Texto fornecido |
======

A indigência política atual, a crise de autoridade, o vácuo da credibilidade é tão aterrador que o ex-vice, Michel Temer, foi exumado da insignificância para vender-se ao País como como guardião da Democracia. Teria redigido e convencido Bolsonaro a divulgar uma carta inconfiável de recuo, fazendo um suposto armistício com o ministro Alexandre de Moraes, indicado ao STF por ele. A carta contém 1751 mil caracteres da mais cínica dissimulação, charlatanice, impostura e da matéria prima de toda sua trajetória: a mentiras está em cada 1 dos 10 itens da carta. O capitão é o único responsável pela divisão do país, ao contrário do que alegou e, teve sim, a intenção deliberada de agredir os demais Poderes. Quem conspira há mais de um ano contra a harmonia entres os 3 Poderes atende pelo sobrenome Bolsonaro e inúmeras vezes já bravateou o mesmo golpe.

Ao contrário do que sustentou o trapaceiro, não há divergências ou conflitos de entendimento sobre as decisões do ministro Alexandre de Moraes no inquérito das fake news. Existem decisões judiciais e prisões contra as quais o clã Bolsonaro ameaça se insurgir delinquentemente. Quem estica a corda o tempo todo e não permite que se viva em paz é Bolsonaro e sua tropa de vigaristas e velhacos. Não há nada derivado do “calor do momento”, como ele, argumentou. É tudo pensado. E mal pensado. Ele preparou, convocou, discursou, chamou ministros e sobrevoou os atos golpistas. Nada indica um rompante, um rasgo de desequilíbrio. Os fatos revelam um planejamento caviloso. A defesa da democracia, disposição ao diálogo, contida nos itens finais da tal carta à Nação, são hipocrisias retóricas, desmentidas pelos espasmos golpistas e reincidentes coices de sua cavalaria na democracia.

======

Instruções de trabalho |
1 - Indique se cada afirmação concorda com o texto sobre a carta de Bolsonaro. Responda sim ou não e cite literalmente as palavras do texto que decidem: (a) Bolsonaro sobrevoou os atos golpistas. (b) O texto afirma que há divergências de entendimento sobre as decisões de Alexandre de Moraes no inquérito das fake news. (c) O texto considera que as ações de Bolsonaro foram planejadas.
2 - Transcreva do texto sobre a carta de Bolsonaro o trecho que começa com as palavras que contêm "A indigência política" e termina em "o mesmo golpe.".

======

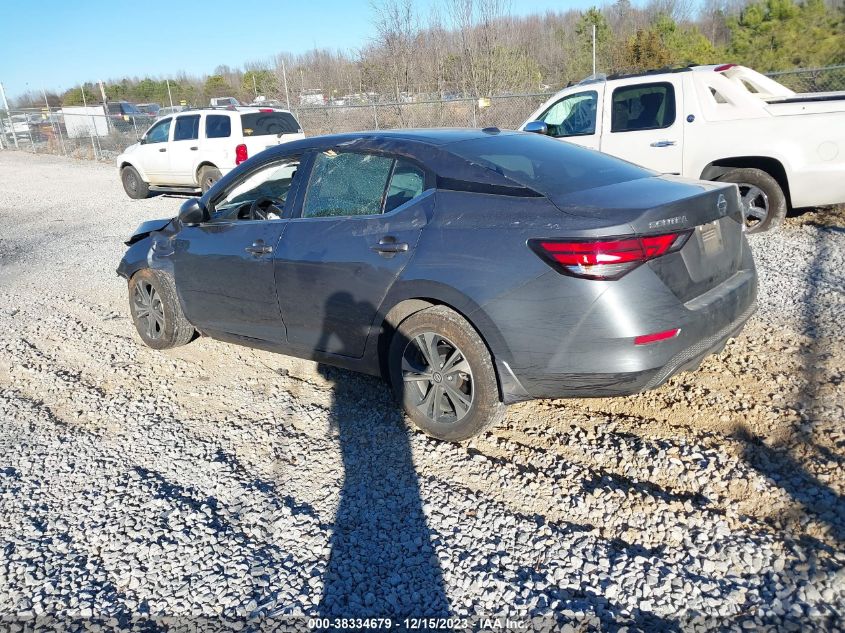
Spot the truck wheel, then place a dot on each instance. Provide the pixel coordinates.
(208, 176)
(133, 185)
(442, 373)
(156, 311)
(762, 198)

======

Respostas dos exercícios |
1 -
(a) Sim: "Ele preparou, convocou, discursou, chamou ministros e sobrevoou os atos golpistas."
(b) Não: "não há divergências ou conflitos de entendimento sobre as decisões do ministro Alexandre de Moraes no inquérito das fake news."
(c) Sim: "É tudo pensado."

2 -
A indigência política atual, a crise de autoridade, o vácuo da credibilidade é tão aterrador que o ex-vice, Michel Temer, foi exumado da insignificância para vender-se ao País como como guardião da Democracia. Teria redigido e convencido Bolsonaro a divulgar uma carta inconfiável de recuo, fazendo um suposto armistício com o ministro Alexandre de Moraes, indicado ao STF por ele. A carta contém 1751 mil caracteres da mais cínica dissimulação, charlatanice, impostura e da matéria prima de toda sua trajetória: a mentiras está em cada 1 dos 10 itens da carta. O capitão é o único responsável pela divisão do país, ao contrário do que alegou e, teve sim, a intenção deliberada de agredir os demais Poderes. Quem conspira há mais de um ano contra a harmonia entres os 3 Poderes atende pelo sobrenome Bolsonaro e inúmeras vezes já bravateou o mesmo golpe.